# [SELECTED EXCERPT]
Posted by Jane Metters LaBarbara.
June 27th, 2016

Blog post by Michael Ridderbusch, Associate Curator, WVRHC.

Before Wikipedia, encyclopedias were the go-to resource for convenient access to information, as David Werth points out in a 2013 National Public Radio piece regarding the 300th anniversary of Denis Diderot’s birth.  Why Diderot?  Because he was responsible for creating one of the world’s great encyclopedias.  Titled Encyclopedia, or a Systematic Dictionary of the Sciences, Arts, and Crafts, this magnum opus took over 20 years (ca. 1751-1772) to complete, involved over 140 contributors, and resulted in 21 volumes of text comprising over 70,000 articles.  Of the several thousand sets of volumes that were sold, one has found a home in the Rare Books collection at West Virginia University Libraries.


 Decorative plate and title page of Diderot's Encyclopedia

First Volume (“Tome Premier”) of the Diderot Encyclopedia, 1751
(from collection of WVU Libraries)


Shelves containing volumes of Diderot's Encyclopedia

The Complete Set of Volumes to the Encyclopedia
(from collection of WVU Libraries)


The Encyclopedia not only provided information on science and the arts, it also included extensive coverage of technical information related to the mechanical arts, including the tools and methods of agriculture, baking, gardening, glass making, lutherie (construction and repair of string instruments), printing, and many other topics.


In addition to the 21 volumes of text, there are an additional 11 volumes of approximately 2900 plates, many of which document the technology of 18th century mechanical arts:


Plate depicting workers making barrels

Plate of Lutherie Shop in the Encyclopedia
(from collection of WVU Libraries)

# [INFORMATION GIVEN]

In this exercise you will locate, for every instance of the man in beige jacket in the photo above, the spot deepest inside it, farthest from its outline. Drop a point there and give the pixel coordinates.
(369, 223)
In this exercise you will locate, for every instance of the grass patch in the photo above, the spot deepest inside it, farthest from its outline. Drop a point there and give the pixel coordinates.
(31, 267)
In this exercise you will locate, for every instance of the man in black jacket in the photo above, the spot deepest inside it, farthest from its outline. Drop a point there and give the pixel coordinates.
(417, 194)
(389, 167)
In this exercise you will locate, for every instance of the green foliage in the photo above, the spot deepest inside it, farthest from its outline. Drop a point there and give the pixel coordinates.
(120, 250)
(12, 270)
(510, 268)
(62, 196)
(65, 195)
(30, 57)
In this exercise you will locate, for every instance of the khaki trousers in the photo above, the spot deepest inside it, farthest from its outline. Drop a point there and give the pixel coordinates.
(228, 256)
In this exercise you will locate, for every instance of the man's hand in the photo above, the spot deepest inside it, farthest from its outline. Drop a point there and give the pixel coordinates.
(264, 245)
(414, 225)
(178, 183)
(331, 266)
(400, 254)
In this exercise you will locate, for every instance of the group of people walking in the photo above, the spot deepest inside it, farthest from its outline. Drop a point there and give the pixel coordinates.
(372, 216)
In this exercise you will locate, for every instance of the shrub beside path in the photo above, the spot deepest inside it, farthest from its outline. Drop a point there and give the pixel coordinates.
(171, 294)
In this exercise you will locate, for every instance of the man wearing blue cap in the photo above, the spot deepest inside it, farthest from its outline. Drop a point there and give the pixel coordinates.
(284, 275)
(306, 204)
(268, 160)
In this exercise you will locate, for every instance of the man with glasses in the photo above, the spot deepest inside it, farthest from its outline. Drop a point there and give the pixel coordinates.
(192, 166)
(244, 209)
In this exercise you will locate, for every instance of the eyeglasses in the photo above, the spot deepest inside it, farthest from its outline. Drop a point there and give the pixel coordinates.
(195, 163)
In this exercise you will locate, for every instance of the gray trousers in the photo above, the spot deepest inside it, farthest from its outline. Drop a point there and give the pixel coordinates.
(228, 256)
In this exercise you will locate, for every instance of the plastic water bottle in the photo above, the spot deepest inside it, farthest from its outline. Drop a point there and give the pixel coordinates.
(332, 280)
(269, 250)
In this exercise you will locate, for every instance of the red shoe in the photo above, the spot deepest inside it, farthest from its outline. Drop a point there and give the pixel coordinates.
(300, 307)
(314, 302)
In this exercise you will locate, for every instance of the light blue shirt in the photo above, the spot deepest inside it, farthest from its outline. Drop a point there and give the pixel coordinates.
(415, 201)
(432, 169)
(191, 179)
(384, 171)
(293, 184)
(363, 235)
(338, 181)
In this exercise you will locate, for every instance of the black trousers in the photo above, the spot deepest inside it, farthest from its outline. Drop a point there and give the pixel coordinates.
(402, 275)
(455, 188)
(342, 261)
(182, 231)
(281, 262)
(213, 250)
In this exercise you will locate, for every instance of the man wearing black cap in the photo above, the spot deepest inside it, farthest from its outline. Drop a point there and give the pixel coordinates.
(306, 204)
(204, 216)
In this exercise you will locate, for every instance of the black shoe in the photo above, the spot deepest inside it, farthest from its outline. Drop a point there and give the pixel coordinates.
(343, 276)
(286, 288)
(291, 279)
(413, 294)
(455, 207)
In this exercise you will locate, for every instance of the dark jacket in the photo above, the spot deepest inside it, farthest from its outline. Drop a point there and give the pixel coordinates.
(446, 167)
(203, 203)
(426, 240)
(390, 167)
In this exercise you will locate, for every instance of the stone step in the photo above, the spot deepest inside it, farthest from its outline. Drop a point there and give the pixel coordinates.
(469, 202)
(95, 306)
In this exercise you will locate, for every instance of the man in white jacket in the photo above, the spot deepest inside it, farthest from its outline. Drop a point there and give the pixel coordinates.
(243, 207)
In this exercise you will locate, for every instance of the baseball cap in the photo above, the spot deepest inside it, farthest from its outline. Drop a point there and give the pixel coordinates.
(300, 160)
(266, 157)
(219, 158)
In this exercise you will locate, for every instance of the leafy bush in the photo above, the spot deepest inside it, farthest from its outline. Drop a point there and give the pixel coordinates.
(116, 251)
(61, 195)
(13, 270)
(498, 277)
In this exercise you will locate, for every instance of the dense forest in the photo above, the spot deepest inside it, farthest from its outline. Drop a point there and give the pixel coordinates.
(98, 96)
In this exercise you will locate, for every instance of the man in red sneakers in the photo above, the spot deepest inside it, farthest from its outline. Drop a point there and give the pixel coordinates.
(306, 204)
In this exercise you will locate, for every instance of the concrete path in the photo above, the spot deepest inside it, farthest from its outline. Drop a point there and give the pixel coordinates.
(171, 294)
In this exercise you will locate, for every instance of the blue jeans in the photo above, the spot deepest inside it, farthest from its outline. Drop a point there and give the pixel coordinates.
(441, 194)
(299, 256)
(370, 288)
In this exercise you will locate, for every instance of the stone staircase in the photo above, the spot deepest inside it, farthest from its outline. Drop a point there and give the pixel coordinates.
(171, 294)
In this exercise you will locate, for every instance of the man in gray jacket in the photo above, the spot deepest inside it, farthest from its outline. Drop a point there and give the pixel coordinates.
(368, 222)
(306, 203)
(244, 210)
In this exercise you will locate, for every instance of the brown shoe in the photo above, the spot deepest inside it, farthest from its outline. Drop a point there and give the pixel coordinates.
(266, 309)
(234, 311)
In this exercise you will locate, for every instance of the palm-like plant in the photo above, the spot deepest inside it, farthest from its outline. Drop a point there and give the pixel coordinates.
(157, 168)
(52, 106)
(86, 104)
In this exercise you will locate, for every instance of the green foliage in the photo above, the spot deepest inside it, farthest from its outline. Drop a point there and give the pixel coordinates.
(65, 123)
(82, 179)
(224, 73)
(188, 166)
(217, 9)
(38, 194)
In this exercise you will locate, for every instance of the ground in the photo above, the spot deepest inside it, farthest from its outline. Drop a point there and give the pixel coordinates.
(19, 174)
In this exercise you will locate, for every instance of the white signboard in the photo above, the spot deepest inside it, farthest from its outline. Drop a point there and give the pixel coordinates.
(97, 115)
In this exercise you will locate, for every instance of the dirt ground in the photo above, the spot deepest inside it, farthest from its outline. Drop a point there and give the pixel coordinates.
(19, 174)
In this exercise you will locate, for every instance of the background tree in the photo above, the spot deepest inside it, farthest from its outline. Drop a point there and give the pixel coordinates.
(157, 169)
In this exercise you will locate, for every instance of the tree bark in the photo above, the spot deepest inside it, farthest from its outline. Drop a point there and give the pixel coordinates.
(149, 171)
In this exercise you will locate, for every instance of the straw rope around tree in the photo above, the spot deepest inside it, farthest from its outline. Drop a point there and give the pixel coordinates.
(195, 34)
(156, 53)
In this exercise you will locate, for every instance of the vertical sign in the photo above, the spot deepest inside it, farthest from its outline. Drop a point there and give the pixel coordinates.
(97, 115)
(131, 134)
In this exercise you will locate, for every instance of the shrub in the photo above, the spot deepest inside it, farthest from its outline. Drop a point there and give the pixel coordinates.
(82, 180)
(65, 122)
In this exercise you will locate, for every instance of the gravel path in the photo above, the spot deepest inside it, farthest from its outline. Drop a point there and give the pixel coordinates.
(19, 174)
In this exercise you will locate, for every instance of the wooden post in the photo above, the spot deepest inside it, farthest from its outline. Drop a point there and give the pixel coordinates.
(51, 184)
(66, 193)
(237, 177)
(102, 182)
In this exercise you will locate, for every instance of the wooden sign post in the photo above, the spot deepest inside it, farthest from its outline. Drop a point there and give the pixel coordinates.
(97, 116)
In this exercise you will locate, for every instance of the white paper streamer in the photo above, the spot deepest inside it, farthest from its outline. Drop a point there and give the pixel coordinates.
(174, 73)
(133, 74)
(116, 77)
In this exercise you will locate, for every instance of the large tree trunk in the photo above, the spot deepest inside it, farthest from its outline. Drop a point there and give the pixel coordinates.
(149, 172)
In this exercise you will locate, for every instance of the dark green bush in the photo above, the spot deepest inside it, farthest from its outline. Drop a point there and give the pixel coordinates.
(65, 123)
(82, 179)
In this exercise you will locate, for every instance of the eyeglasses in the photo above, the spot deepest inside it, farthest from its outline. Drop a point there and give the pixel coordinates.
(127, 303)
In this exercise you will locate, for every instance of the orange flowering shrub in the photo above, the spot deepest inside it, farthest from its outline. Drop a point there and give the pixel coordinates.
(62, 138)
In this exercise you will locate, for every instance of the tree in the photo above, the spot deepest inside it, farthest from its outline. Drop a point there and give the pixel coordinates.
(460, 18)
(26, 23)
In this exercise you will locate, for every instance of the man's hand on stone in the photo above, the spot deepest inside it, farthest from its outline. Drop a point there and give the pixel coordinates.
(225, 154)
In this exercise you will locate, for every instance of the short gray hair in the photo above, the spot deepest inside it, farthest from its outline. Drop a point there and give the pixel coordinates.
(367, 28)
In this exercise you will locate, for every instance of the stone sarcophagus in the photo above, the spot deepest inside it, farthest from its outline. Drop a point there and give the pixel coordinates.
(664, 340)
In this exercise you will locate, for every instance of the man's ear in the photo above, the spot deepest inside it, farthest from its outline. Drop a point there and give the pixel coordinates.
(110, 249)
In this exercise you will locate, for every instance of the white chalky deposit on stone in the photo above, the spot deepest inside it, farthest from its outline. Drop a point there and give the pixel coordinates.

# [TASK 1]
Collect every line of the records that contains the string "brown", matching case exactly, and copy each one out.
# [TASK 2]
Go on with the blog post about Diderot's Encyclopedia, writing what comes after its final line.

# [TASK RESULT 1]
In this exercise you will locate, for every instance of the brown shoe in the photo above, the spot deepest inside it, farthest from its outline. Drop a point there and give the pixel coordinates.

# [TASK RESULT 2]
Plate depicting workers making stringed instruments

Plate of a Cooperage in the Encyclopedia
(from collection of WVU Libraries)


The Encyclopedia was a great success, sold well, and made the publishers rich.  Over 20,000 were printed, making it, according to Werth, “among the most widely distributed and influential books of the era.”  The “era” in question can be understood as the “Enlightenment,” a philosophical movement that dominated 18th century Europe, and of which Diderot is considered a leading figure.


Those wishing to see the original Encyclopedia need only schedule an appointment with the Rare Book Librarian, Stewart Plein, via email at or via phone at 304-293-0345.


Alternatively, those wishing to explore the Encyclopedia can easily access the text and plates at a site hosted by the University of Michigan Libraries:


Graphic for Encyclopedia Collaborative Translation Project Site

Graphic for Encyclopedia Collaborative Translation Project Site.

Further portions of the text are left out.